## Records from a dataset
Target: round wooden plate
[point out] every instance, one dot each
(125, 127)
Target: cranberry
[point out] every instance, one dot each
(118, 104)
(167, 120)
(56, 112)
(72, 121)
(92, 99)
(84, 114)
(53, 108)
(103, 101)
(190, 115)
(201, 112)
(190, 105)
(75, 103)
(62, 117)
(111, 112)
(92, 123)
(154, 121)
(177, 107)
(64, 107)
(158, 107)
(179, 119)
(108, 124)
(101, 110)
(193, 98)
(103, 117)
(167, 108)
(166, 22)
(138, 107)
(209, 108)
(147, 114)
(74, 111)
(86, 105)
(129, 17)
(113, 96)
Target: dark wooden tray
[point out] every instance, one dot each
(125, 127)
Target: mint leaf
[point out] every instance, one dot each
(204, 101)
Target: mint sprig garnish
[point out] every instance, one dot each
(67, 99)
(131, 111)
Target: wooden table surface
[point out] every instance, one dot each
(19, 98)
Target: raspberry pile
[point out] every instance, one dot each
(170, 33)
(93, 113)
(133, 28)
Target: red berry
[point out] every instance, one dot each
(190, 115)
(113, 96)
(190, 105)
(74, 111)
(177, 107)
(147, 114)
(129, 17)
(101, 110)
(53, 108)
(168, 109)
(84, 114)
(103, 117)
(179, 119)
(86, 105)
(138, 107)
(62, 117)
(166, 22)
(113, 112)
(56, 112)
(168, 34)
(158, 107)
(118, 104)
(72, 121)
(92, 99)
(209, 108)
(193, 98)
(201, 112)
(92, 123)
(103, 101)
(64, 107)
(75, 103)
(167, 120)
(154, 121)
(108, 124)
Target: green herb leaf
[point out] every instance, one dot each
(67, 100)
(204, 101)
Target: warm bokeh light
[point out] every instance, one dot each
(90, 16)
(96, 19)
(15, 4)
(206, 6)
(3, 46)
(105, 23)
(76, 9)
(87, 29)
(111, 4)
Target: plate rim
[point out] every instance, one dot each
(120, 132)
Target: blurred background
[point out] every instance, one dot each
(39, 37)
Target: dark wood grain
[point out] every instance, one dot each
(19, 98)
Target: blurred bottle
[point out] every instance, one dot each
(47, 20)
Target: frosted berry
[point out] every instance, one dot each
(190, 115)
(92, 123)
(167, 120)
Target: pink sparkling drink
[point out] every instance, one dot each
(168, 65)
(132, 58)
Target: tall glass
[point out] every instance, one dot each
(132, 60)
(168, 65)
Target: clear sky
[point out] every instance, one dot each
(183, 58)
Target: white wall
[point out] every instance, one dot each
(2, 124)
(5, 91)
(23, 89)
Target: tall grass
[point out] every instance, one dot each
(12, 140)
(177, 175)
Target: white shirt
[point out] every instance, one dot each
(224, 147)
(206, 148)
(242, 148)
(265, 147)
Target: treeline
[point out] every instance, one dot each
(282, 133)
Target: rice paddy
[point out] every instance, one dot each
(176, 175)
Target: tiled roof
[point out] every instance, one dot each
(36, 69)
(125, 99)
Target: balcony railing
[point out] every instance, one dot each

## What needs to be done
Nothing but the lines from the beginning of the records through the line with "Target: red berry" should appear, each printed exactly.

## Exercise solution
Target: round wooden plate
[point out] every instance, one dot each
(125, 127)
Target: cranberry
[point out] every instance, one dot each
(118, 104)
(167, 120)
(56, 112)
(72, 121)
(92, 99)
(84, 114)
(53, 108)
(103, 101)
(190, 115)
(201, 112)
(190, 105)
(75, 103)
(62, 117)
(111, 112)
(92, 123)
(154, 121)
(177, 107)
(64, 107)
(158, 107)
(179, 119)
(108, 124)
(101, 110)
(193, 98)
(103, 117)
(167, 108)
(166, 22)
(138, 107)
(209, 108)
(147, 114)
(74, 111)
(86, 105)
(129, 17)
(113, 96)
Target: dark wooden tray
[point out] every instance, one dot each
(125, 127)
Target: mint leaf
[point out] every instance, one dot each
(204, 101)
Target: mint sprig garnish
[point out] every instance, one dot each
(67, 99)
(131, 111)
Target: wooden table surface
[point out] every instance, one dot each
(19, 98)
Target: raspberry pile
[point out] every instance, one dot each
(170, 33)
(93, 113)
(133, 28)
Target: red berry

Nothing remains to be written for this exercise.